**** Records supplied ****
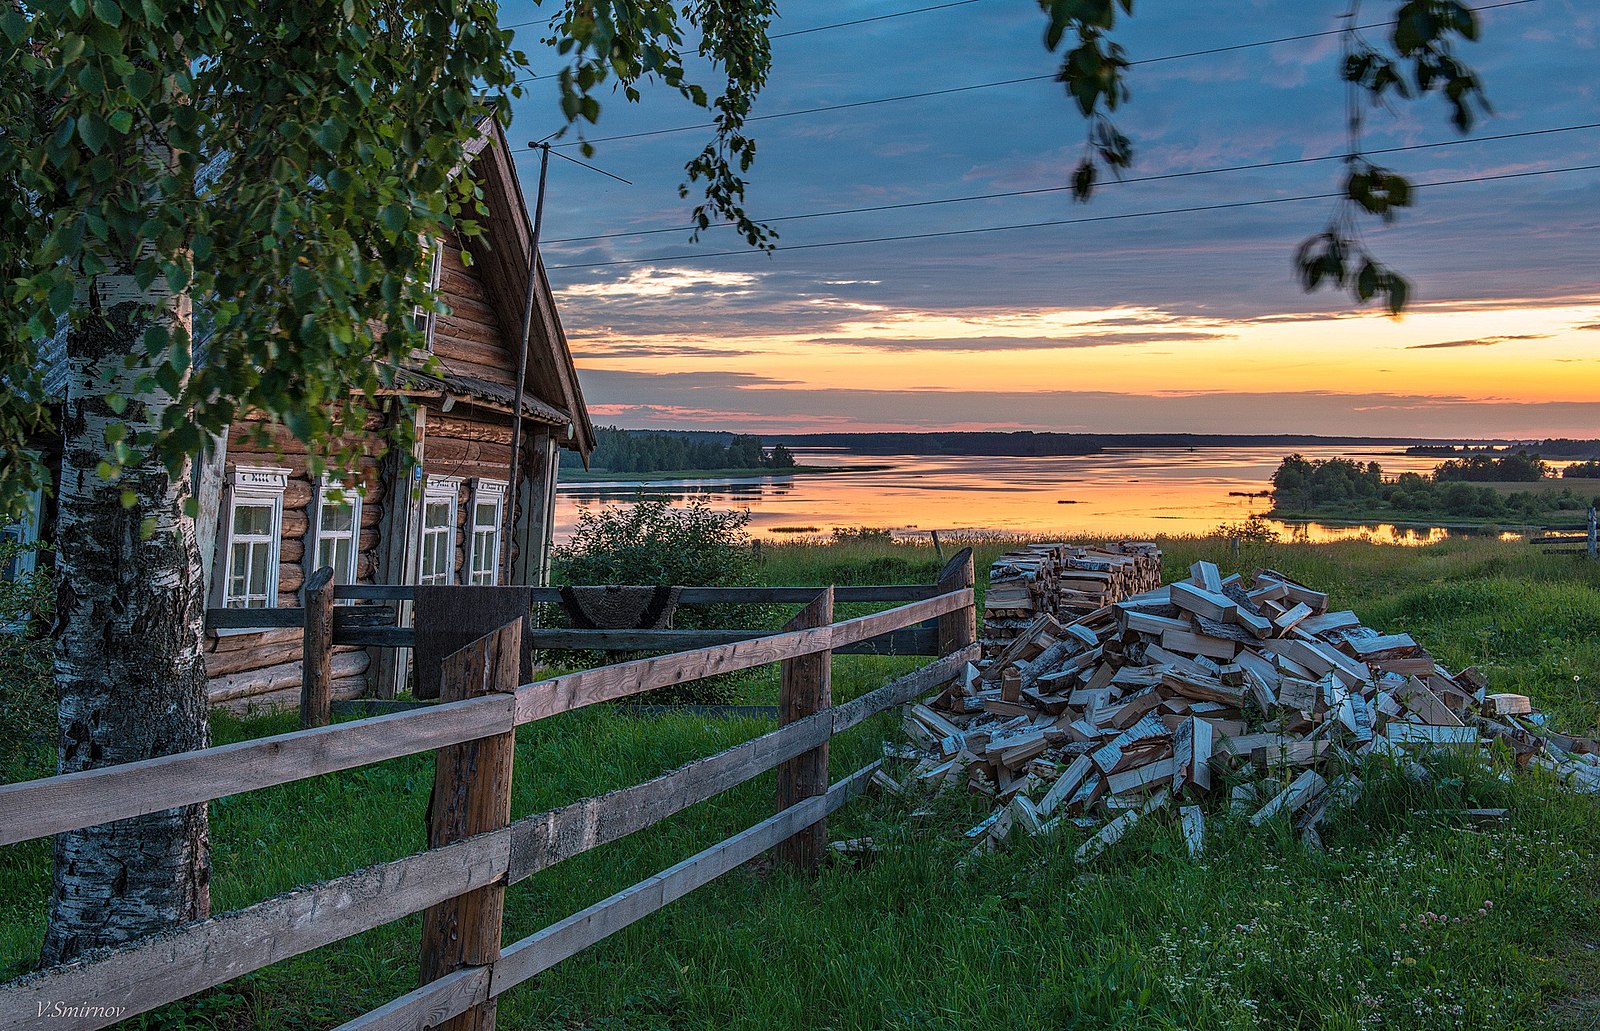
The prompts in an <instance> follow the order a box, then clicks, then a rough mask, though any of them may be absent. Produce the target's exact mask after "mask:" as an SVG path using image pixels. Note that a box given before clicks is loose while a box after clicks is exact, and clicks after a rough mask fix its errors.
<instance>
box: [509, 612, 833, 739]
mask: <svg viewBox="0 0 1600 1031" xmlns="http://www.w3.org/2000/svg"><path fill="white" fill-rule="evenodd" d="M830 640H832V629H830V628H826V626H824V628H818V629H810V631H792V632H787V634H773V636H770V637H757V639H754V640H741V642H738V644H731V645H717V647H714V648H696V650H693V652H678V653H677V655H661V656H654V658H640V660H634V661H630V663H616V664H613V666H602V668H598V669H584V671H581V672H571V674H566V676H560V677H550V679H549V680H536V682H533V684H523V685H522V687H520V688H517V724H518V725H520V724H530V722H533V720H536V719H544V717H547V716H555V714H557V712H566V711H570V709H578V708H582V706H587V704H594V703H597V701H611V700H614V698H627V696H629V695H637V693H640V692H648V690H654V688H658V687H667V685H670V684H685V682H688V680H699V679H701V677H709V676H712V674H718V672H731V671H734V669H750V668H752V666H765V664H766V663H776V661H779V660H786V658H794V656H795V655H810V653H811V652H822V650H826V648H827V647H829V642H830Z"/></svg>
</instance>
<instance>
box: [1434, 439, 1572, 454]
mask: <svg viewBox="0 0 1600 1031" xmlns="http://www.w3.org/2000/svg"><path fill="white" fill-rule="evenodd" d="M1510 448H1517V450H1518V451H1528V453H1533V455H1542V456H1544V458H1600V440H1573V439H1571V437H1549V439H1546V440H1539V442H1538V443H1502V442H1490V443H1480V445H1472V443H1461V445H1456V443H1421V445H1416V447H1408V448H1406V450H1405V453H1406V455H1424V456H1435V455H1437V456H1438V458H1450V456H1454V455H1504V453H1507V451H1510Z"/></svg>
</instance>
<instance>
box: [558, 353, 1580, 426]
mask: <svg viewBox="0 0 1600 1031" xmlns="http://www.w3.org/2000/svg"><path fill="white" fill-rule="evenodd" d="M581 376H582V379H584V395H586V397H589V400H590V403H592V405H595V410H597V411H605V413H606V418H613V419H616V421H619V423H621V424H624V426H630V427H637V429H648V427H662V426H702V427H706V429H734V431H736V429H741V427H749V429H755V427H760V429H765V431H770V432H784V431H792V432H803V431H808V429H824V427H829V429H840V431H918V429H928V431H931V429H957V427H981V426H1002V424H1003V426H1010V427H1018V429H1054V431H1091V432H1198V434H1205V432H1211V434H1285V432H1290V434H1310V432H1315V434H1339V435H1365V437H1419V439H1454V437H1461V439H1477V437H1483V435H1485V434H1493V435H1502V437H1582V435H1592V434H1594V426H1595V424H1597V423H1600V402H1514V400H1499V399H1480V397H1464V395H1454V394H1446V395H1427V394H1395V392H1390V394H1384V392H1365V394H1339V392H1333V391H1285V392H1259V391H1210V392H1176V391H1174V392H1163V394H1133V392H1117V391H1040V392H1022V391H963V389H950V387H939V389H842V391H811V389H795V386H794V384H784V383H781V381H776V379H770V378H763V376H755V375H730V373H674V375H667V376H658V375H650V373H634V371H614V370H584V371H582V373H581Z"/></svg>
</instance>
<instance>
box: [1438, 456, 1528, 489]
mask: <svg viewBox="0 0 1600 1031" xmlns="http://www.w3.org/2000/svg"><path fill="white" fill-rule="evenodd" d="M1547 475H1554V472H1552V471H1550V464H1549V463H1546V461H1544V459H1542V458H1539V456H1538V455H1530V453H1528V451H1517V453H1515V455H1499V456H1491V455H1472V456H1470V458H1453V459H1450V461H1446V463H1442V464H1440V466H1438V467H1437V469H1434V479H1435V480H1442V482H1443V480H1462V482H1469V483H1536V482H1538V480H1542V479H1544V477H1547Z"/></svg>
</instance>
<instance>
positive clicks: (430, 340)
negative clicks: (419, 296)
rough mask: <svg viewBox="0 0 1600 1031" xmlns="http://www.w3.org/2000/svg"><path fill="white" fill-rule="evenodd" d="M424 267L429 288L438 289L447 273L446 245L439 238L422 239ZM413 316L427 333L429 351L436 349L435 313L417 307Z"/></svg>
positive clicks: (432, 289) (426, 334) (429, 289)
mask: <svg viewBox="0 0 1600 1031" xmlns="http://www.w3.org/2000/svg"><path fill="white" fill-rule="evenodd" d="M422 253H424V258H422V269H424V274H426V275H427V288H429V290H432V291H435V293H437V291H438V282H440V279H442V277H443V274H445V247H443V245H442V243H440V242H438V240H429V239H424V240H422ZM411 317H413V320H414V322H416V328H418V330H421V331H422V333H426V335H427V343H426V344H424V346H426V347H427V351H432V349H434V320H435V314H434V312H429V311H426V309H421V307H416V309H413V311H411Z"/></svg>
****
**** Records supplied ****
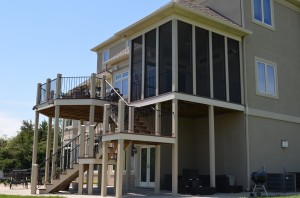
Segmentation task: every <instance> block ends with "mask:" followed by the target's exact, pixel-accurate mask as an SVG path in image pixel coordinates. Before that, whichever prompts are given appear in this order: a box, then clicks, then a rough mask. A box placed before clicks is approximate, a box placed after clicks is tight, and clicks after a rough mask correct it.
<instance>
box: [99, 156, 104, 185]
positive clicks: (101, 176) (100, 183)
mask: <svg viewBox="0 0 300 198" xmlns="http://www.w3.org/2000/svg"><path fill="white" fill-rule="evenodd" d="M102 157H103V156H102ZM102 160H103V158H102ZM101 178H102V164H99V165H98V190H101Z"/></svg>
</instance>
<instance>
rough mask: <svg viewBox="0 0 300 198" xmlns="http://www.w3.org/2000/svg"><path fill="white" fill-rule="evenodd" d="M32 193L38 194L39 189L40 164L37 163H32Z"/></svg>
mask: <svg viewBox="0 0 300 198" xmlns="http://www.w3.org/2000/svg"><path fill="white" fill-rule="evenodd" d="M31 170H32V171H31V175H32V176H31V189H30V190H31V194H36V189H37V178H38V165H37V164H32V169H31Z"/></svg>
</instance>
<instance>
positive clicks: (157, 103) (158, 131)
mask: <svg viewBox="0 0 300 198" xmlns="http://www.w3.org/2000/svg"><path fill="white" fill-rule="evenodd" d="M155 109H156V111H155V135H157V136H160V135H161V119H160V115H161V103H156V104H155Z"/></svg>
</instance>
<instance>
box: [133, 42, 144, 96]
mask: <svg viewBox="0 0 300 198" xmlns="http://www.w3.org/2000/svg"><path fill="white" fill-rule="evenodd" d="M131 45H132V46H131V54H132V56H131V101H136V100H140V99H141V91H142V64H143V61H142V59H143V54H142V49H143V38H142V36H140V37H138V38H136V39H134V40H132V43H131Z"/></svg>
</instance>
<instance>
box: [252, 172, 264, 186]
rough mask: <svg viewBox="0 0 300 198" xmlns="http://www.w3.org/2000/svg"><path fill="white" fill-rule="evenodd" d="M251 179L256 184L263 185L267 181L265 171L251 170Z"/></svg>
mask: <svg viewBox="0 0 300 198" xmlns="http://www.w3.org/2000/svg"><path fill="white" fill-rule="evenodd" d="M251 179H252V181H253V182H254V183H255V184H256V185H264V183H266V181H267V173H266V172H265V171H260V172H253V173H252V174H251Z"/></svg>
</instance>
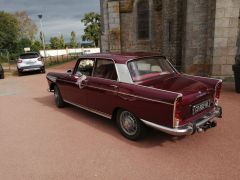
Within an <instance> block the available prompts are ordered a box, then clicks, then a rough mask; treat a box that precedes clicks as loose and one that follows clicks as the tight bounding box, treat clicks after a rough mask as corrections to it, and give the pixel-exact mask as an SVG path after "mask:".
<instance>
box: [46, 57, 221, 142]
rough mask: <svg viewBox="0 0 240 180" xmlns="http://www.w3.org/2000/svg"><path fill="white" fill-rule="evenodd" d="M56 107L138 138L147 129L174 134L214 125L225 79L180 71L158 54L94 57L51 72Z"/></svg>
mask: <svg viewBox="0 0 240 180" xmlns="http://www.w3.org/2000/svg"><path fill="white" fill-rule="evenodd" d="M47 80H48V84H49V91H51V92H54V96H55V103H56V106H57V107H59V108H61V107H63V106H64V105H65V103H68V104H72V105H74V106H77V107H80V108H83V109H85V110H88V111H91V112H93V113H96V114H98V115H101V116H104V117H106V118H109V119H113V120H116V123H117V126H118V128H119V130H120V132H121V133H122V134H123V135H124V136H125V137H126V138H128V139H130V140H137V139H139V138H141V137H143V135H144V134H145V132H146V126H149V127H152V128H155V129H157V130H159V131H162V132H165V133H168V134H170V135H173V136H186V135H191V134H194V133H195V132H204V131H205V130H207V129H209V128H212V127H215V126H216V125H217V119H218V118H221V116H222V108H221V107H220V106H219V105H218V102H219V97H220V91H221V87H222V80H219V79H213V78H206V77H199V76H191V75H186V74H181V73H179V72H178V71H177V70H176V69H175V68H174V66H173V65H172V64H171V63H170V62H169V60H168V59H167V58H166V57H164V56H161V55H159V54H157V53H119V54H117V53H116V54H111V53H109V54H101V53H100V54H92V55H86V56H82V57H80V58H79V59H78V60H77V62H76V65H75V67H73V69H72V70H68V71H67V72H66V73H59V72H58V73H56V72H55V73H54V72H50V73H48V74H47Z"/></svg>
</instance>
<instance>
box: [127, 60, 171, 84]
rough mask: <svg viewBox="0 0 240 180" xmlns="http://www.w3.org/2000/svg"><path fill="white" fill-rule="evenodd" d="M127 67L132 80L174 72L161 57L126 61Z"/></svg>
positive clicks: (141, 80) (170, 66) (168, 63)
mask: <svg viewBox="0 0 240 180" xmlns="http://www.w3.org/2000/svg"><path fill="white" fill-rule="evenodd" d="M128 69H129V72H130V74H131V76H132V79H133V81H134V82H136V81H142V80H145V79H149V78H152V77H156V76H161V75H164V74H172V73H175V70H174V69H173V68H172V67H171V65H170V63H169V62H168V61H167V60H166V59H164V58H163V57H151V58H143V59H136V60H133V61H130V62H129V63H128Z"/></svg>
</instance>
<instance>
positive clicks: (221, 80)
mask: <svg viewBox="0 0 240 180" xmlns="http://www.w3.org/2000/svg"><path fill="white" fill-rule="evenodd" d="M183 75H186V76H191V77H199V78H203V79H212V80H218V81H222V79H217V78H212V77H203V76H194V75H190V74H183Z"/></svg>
****
**** Records supplied ****
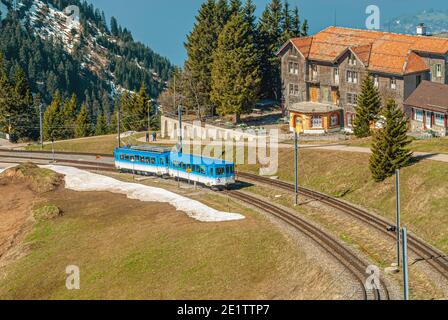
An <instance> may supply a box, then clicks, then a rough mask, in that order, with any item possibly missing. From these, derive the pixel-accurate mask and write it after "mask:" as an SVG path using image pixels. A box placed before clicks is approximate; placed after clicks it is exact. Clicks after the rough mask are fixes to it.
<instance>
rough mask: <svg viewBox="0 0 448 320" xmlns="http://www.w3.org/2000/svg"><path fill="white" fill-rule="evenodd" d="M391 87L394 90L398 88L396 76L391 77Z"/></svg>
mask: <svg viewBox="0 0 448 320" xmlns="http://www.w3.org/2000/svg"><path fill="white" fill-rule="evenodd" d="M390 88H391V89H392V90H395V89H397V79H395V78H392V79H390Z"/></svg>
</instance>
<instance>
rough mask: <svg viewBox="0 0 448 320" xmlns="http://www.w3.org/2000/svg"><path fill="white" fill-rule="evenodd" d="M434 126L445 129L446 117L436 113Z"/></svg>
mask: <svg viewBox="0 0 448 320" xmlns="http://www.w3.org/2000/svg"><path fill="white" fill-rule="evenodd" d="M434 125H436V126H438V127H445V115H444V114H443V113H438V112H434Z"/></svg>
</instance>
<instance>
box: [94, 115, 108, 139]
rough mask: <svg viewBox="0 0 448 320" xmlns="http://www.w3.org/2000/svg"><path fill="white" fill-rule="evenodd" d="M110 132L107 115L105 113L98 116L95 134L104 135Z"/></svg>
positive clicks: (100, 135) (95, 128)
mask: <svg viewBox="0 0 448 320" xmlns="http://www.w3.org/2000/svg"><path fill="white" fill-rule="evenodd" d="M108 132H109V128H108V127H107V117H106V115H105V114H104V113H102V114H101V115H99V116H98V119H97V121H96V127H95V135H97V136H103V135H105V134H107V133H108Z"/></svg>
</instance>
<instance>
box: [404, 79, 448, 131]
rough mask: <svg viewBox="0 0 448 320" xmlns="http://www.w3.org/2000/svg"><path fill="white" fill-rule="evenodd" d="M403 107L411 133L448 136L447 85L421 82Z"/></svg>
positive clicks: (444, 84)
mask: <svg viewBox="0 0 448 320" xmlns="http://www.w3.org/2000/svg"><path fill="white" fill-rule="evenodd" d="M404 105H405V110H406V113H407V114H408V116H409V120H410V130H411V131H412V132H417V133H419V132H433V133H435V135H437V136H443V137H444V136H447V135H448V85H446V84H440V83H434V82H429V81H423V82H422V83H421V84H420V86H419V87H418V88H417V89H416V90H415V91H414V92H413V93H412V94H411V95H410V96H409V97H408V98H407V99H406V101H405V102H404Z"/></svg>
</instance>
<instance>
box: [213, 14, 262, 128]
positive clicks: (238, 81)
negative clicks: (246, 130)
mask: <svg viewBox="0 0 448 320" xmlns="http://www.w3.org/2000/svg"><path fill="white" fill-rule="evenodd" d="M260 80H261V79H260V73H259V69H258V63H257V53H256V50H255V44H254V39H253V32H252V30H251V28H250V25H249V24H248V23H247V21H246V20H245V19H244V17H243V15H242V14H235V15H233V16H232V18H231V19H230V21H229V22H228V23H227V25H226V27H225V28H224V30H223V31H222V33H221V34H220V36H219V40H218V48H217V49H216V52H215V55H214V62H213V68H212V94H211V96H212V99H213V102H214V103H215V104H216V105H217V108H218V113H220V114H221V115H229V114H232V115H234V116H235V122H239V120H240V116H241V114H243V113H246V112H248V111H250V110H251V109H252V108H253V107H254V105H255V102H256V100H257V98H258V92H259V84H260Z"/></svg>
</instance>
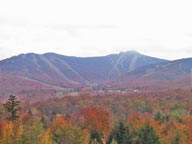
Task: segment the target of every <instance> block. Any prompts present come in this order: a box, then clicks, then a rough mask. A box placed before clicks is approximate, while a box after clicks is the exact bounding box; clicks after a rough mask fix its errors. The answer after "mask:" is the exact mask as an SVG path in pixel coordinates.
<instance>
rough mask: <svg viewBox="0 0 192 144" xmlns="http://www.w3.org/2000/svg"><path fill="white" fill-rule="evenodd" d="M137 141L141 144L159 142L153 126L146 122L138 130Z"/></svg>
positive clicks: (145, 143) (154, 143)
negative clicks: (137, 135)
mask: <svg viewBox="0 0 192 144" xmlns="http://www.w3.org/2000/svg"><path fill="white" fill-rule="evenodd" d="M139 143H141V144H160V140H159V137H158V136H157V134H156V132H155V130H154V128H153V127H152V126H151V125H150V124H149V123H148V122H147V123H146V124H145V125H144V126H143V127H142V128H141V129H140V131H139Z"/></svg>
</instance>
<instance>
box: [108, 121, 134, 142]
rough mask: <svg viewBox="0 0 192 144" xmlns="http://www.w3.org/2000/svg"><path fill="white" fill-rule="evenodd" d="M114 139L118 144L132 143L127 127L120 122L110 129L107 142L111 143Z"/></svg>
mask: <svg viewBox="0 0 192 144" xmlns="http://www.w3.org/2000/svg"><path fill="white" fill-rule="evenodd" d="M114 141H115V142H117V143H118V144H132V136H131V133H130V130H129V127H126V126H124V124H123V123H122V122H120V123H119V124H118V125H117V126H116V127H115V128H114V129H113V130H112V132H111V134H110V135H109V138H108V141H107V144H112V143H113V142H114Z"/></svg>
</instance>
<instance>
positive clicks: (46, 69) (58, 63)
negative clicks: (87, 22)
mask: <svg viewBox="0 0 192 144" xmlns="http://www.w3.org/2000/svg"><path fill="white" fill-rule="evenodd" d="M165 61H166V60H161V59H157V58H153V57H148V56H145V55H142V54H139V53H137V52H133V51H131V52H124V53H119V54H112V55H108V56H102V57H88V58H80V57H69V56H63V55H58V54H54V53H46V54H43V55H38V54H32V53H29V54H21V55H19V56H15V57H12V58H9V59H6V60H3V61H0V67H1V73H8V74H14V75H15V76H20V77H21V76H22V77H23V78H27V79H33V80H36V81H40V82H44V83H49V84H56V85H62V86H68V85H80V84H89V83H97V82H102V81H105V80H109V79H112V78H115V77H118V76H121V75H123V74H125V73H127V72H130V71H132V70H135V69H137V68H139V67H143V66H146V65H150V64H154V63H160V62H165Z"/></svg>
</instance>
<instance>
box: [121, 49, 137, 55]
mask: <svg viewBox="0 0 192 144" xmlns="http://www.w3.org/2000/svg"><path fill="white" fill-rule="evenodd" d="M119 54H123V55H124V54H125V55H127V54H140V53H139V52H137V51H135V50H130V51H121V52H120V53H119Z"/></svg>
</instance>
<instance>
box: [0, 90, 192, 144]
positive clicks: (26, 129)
****
Your instructions
Show every line of the data that includes the string "given".

Result of the exercise
The prompts in an <instance> follow the order a box, then clicks, then a rough mask, though any of them may be absent. Produce the target's exact mask after "mask:" as an SVG path using image pixels. Note that a box given before clicks is loose while a box after clicks is exact, and clicks after a rough mask fix its errors.
Segmentation task: every <instance> block ends with "mask:" followed by the target's exact, pixel-accurate mask as an SVG path in image pixel coordinates. Before that, whichever prompts are given appear in this order: a box, then clicks, then a rough mask. A box placed before clicks is approximate, a box placed after clicks is tight, and clicks after a rough mask correct it.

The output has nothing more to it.